Dataset rows:
-=-=-=-=-
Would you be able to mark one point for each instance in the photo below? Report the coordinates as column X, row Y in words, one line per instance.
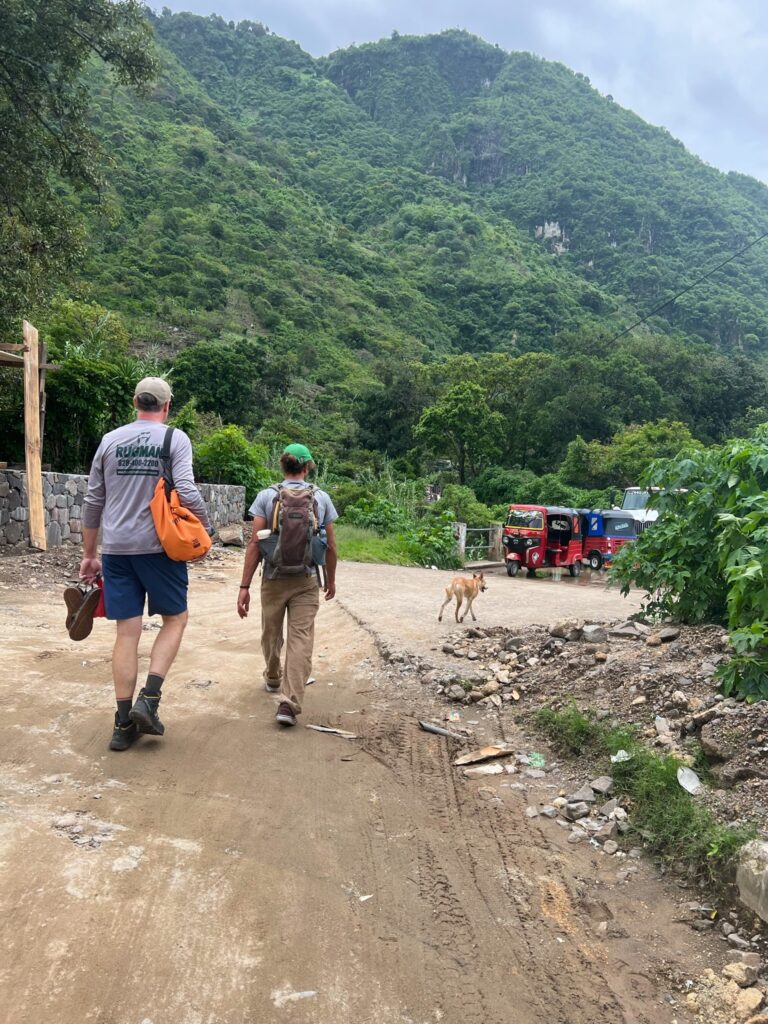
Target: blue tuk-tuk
column 605, row 532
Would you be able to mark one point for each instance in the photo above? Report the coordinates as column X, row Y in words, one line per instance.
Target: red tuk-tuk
column 543, row 537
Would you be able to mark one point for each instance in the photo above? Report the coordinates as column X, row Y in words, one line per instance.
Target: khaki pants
column 300, row 599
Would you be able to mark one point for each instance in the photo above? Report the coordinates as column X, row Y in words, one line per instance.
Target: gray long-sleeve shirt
column 122, row 481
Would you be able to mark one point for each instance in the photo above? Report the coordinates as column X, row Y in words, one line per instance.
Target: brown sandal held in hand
column 81, row 600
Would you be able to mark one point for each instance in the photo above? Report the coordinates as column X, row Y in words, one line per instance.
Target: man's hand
column 244, row 602
column 89, row 569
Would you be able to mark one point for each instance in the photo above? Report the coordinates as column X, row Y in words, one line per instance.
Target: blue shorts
column 130, row 579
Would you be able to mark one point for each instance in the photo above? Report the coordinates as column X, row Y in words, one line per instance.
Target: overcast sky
column 695, row 67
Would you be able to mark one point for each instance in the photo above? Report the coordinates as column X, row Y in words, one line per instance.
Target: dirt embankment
column 236, row 873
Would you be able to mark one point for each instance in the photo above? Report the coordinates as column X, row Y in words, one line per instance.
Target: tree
column 462, row 425
column 223, row 378
column 227, row 457
column 44, row 131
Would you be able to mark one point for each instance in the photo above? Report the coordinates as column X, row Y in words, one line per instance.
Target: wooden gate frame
column 34, row 363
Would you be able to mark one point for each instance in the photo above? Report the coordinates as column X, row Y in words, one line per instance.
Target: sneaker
column 144, row 714
column 123, row 736
column 286, row 714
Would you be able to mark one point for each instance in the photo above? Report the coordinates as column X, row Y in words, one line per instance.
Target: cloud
column 693, row 66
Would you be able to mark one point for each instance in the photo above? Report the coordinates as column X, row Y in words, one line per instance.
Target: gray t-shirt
column 265, row 500
column 122, row 481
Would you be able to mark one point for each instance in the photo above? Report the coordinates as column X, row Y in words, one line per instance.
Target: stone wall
column 62, row 498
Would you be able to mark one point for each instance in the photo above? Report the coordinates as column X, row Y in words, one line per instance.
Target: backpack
column 295, row 546
column 183, row 537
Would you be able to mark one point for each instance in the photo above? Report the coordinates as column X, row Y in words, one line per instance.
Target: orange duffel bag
column 183, row 537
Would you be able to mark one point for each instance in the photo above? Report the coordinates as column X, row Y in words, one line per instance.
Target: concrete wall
column 64, row 495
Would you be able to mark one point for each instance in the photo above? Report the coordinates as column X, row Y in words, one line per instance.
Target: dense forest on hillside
column 420, row 248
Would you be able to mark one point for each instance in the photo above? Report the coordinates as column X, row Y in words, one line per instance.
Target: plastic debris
column 335, row 732
column 620, row 757
column 282, row 997
column 492, row 769
column 438, row 730
column 483, row 754
column 688, row 779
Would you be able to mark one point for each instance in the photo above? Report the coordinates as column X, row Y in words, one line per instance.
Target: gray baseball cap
column 155, row 386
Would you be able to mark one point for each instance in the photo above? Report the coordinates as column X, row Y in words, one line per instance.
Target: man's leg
column 167, row 643
column 273, row 602
column 124, row 596
column 302, row 608
column 125, row 657
column 124, row 672
column 166, row 584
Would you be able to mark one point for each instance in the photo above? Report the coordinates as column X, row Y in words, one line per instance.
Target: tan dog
column 463, row 590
-=-=-=-=-
■ Short exercise ■
Repeat the records above exactly, omitting every picture.

■ Solved exercise ■
Would you be able to mark one point for each instance in the photo below? Report the coordinates as column X, row Y in words, one line per instance.
Target: blue tuk-tuk
column 605, row 532
Would you be able to mark one point for each instance in the photo above? Report the coordinates as column X, row Y in words, one line per instance.
Target: red tuk-tuk
column 543, row 537
Would you be able to mark one point for each instance in the photo above? Report the coordinates as column X, row Y in words, one line per instance.
Target: khaki pants
column 300, row 599
Would you be able to mark one point for each instance in the photo above? Report the coordinates as column X, row Y in words, one line per instance.
Target: gray long-sleeve shirt
column 122, row 481
Would you be able to mark one point for each instance in the photo above? Report the coordinates as column X, row Y in words, one line per instance.
Target: brown sandal held in hand
column 81, row 600
Would you be able to mark one point for each instance in the photo above? Report the coordinates as column X, row Y in words, one line per instance.
Target: man's hand
column 244, row 602
column 89, row 569
Would you be able to mark one point for each instance in the photo above? Report the coordinates as column X, row Y in words, one line per instance.
Target: blue shorts
column 130, row 579
Would you be able to mark one point for each instance in the photo above? Report the coordinates as column X, row Y in words, one line per instance.
Target: overcast sky
column 695, row 67
Would you be able to mark one point for each instance in the photo above? Report the coordinates as column X, row Y in words, one line per instance.
Target: dirt embankment
column 236, row 873
Would you be able to mark one point for each instance in the photo above? Report the coordinates as column X, row Y in words, one line per instance.
Target: tree
column 462, row 425
column 223, row 378
column 227, row 457
column 44, row 131
Would you be able to mark one point for each instance in the photo above? Report the coordinates as column X, row Y in words, one line per instance.
Target: wooden gate frame
column 34, row 363
Would you be able to mark one point for each instance in the photo above? Report the coordinates as column X, row Y in words, one line per instance.
Target: sneaker
column 144, row 714
column 123, row 736
column 286, row 714
Would you be able to mark one point for each instance in the photo above? Report the coordinates as column X, row Y in words, one line per instance.
Target: cloud
column 693, row 66
Would you be able to mark one point for each instance in the photo above? Report the coordinates as column X, row Y in words, one line per instance.
Target: gray t-shirt
column 265, row 500
column 122, row 481
Would you be able to mark one point for each instance in the photo above? Report the coordinates as column X, row Y in words, one line per instance.
Target: stone wall
column 62, row 498
Would you be able to mark one point for each instance in the photo above? Report the coordinates as column X, row Y in words, one line per instance.
Target: backpack
column 295, row 546
column 183, row 537
Would you be able to mark one point for each instance in the photo above? Report the coordinates as column X, row Y in words, one line per instance.
Target: orange duffel bag
column 183, row 537
Would you be able to mark one point for each instance in the photo above? Report the coordinates as column X, row Y in words, one line per instance.
Target: concrete wall
column 64, row 495
Would you be able to mark one point for each instance in the photo above? Report the coordinates as column X, row Y in words, one line per instance.
Target: dense forest on hillside
column 420, row 248
Would you be able to mark one point for each instance in the photo above? Report the coordinates as column X, row Y in words, one line per instance.
Target: plastic debris
column 335, row 732
column 620, row 757
column 282, row 997
column 492, row 769
column 438, row 730
column 483, row 754
column 688, row 779
Would you be able to mark one point for each instance in the photo above? Report the coordinates as column X, row Y in words, one line per instance.
Target: gray baseball cap
column 155, row 386
Would you be able to mark one point for each instance in the photo above? Report the coordinates as column X, row Y in words, one line per instance.
Target: man's leg
column 167, row 643
column 273, row 602
column 124, row 596
column 302, row 608
column 125, row 657
column 124, row 672
column 166, row 584
Would you be able to mark one point for each instance in the photo above? Report the coordinates as column X, row Y in words, one line per instance.
Target: tan dog
column 463, row 590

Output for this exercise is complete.